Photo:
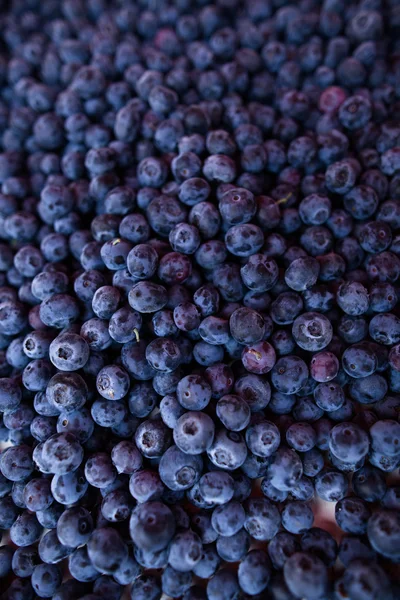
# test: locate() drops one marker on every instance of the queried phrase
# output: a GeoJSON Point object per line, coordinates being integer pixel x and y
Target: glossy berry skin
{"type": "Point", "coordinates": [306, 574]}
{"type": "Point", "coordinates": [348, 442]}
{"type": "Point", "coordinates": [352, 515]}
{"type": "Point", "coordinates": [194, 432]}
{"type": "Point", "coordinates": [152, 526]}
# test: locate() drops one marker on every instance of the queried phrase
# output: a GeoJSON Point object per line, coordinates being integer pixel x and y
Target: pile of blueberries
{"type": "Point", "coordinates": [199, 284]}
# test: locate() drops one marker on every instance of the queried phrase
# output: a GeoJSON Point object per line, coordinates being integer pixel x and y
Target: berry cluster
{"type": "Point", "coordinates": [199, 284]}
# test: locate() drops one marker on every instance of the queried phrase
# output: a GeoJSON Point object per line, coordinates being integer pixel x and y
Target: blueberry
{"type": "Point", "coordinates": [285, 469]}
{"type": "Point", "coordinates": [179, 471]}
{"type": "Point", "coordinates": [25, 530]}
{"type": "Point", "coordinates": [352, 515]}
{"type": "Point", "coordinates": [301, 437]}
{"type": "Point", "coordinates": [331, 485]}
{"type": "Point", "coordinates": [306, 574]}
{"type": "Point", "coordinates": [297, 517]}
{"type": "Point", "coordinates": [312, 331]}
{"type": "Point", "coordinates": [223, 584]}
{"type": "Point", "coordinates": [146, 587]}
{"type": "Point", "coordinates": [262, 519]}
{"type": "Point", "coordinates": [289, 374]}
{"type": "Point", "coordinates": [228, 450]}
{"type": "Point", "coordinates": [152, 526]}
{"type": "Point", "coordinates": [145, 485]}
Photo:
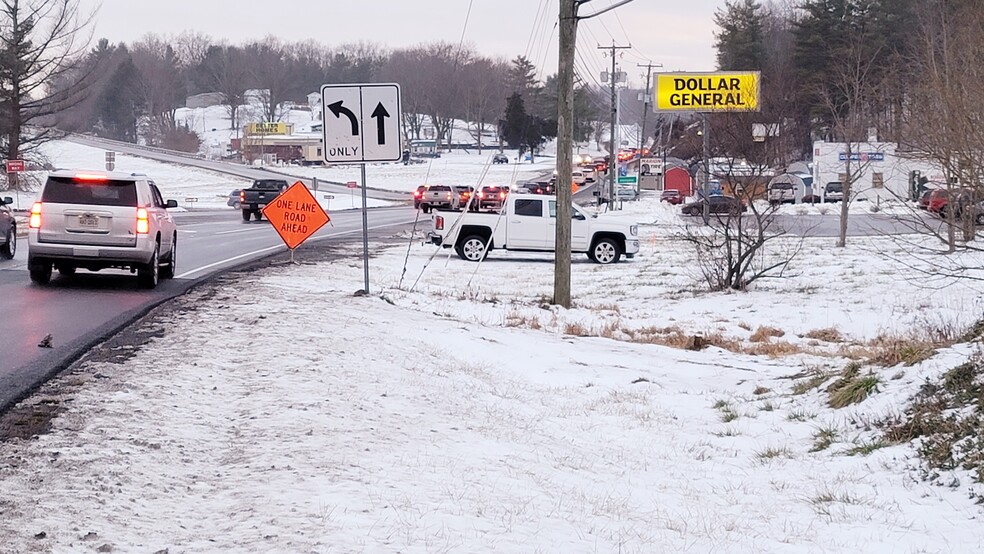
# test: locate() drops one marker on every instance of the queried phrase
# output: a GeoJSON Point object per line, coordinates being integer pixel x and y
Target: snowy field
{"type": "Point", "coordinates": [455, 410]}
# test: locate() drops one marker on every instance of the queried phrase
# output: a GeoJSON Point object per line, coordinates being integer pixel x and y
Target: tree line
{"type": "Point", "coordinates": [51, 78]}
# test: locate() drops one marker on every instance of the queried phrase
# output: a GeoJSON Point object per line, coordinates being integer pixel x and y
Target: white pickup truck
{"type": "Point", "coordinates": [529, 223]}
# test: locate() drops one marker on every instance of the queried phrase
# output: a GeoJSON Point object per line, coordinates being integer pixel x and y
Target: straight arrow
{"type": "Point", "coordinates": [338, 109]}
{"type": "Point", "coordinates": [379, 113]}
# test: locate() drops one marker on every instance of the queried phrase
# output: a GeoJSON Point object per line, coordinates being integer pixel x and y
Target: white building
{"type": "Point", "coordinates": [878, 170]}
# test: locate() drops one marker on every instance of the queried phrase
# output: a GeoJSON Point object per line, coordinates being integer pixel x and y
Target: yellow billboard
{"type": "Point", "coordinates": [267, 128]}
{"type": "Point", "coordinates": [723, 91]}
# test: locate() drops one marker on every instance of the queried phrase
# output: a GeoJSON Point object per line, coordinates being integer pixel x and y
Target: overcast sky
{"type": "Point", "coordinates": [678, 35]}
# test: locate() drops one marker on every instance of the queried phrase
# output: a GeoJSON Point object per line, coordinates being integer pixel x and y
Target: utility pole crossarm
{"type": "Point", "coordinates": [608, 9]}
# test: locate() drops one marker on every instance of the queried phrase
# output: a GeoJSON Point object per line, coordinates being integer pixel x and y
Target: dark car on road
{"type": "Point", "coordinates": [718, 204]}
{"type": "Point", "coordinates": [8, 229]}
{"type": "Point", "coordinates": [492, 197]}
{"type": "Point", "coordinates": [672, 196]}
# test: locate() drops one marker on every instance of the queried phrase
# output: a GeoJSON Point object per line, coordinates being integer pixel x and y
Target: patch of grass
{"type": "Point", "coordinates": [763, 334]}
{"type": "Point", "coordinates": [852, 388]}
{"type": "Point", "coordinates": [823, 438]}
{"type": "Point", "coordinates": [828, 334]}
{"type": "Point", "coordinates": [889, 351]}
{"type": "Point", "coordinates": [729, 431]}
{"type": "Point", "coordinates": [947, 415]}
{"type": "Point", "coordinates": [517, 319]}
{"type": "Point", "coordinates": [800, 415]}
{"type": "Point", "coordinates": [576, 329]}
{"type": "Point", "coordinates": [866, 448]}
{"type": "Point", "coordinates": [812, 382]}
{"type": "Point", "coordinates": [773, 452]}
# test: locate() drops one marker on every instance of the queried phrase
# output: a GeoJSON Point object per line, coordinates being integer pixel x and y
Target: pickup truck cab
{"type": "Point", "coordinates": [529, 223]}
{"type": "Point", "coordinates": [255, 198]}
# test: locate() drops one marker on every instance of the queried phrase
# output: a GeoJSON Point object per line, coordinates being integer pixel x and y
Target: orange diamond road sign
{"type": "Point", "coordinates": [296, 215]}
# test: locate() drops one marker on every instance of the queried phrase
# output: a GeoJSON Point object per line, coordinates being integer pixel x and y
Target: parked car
......
Exercise details: Your reply should consist of the data, transcribed exactly, and should hold no pictures.

Result of this exercise:
Photo:
# test: locate() drops one marker on every instance of the queried phrase
# output: a GeoJSON Point object per line, coordinates being integer pixel x and y
Target: glossy berry skin
{"type": "Point", "coordinates": [306, 574]}
{"type": "Point", "coordinates": [348, 442]}
{"type": "Point", "coordinates": [352, 515]}
{"type": "Point", "coordinates": [194, 432]}
{"type": "Point", "coordinates": [152, 526]}
# test: locate() drops one marker on every instance of the queried phrase
# output: a GeoJSON Point object per line, coordinates being integer pixel x and y
Target: pile of blueberries
{"type": "Point", "coordinates": [199, 284]}
# test: locate() drops one marker on every instance of the queried phrase
# output: a GeoJSON Point object per line, coordinates being integer pixel x and y
Target: berry cluster
{"type": "Point", "coordinates": [199, 284]}
# test: locate() drops one marker on every instance of the queried phrase
# output: a GeoJSON Point object per line, coordinates being integer pixel x and y
Target: blueberry
{"type": "Point", "coordinates": [285, 469]}
{"type": "Point", "coordinates": [179, 471]}
{"type": "Point", "coordinates": [25, 530]}
{"type": "Point", "coordinates": [352, 515]}
{"type": "Point", "coordinates": [301, 437]}
{"type": "Point", "coordinates": [331, 485]}
{"type": "Point", "coordinates": [306, 574]}
{"type": "Point", "coordinates": [297, 517]}
{"type": "Point", "coordinates": [312, 331]}
{"type": "Point", "coordinates": [223, 584]}
{"type": "Point", "coordinates": [146, 587]}
{"type": "Point", "coordinates": [262, 519]}
{"type": "Point", "coordinates": [289, 374]}
{"type": "Point", "coordinates": [228, 450]}
{"type": "Point", "coordinates": [152, 526]}
{"type": "Point", "coordinates": [145, 485]}
Photo:
# test: locate() drops one marker on every instance of the queried phrase
# output: a GeoJSON Point object per line, coordinates being integer pixel x and y
Target: snowy field
{"type": "Point", "coordinates": [455, 410]}
# test: locate() drops one marker on every instance of the queried phrase
# output: a GeoJSON Point object per line, coordinates being integer pixel x and y
Target: tree line
{"type": "Point", "coordinates": [51, 78]}
# test: locate() drops one marker on every instance of the queried phrase
# output: a GeoJSON Point object per line, coordinates being integer pixel x and y
Target: white pickup truck
{"type": "Point", "coordinates": [529, 223]}
# test: locate() drops one marker on every instance of the queried phrase
# output: a GeoJSON Point object per line, coordinates being integer pixel x and y
Target: straight arrow
{"type": "Point", "coordinates": [338, 109]}
{"type": "Point", "coordinates": [379, 113]}
# test: locate() drops one marker on every instance of the queried phrase
# output: a GeoJSON Point object per line, coordinates being integer pixel x and y
Target: white building
{"type": "Point", "coordinates": [878, 170]}
# test: locate() drops one marker on every instance of the queried phrase
# output: a GeoJSON Point object per line, coordinates being integer pixel x and y
Target: yellow billboard
{"type": "Point", "coordinates": [267, 128]}
{"type": "Point", "coordinates": [723, 91]}
# test: locate() drops one marker on every instance of the queried phrase
# output: a GeoJSON Point object per line, coordinates being integer pixel x and y
Target: overcast sky
{"type": "Point", "coordinates": [678, 35]}
# test: locate() drops one marker on every instance of the queried phrase
# output: a GeoJSON Point object per line, coordinates being integer pixel x and y
Target: utility pole crossarm
{"type": "Point", "coordinates": [608, 9]}
# test: locate() drops one marker on every instance of the queried phrase
# output: a GeoJSON Point object per line, coordinates being integer pixel x and y
Target: dark car on road
{"type": "Point", "coordinates": [718, 204]}
{"type": "Point", "coordinates": [8, 229]}
{"type": "Point", "coordinates": [492, 197]}
{"type": "Point", "coordinates": [672, 196]}
# test: locate() drops one marker on every instance of the queried phrase
# output: a GeoJSON Point object per line, coordinates being integer pixel x and y
Target: patch of grass
{"type": "Point", "coordinates": [763, 334]}
{"type": "Point", "coordinates": [852, 388]}
{"type": "Point", "coordinates": [823, 438]}
{"type": "Point", "coordinates": [828, 334]}
{"type": "Point", "coordinates": [889, 351]}
{"type": "Point", "coordinates": [729, 431]}
{"type": "Point", "coordinates": [947, 415]}
{"type": "Point", "coordinates": [517, 319]}
{"type": "Point", "coordinates": [800, 415]}
{"type": "Point", "coordinates": [576, 329]}
{"type": "Point", "coordinates": [866, 448]}
{"type": "Point", "coordinates": [812, 382]}
{"type": "Point", "coordinates": [773, 452]}
# test: locate() drops one marker on every instance of the queried phrase
# output: a GeoJSON Point object per line, coordinates being integer pixel x and y
Target: pickup truck cab
{"type": "Point", "coordinates": [529, 223]}
{"type": "Point", "coordinates": [255, 198]}
# test: locate() drops one marker on every instance of the queried phrase
# output: a GeoJSON Point object per line, coordinates being integer pixel x and y
Target: orange diamond road sign
{"type": "Point", "coordinates": [296, 215]}
# test: locate() drops one marker on every instance of the queried phrase
# output: a GeoJSON Point object per line, coordinates being integer pixel x and y
Target: parked car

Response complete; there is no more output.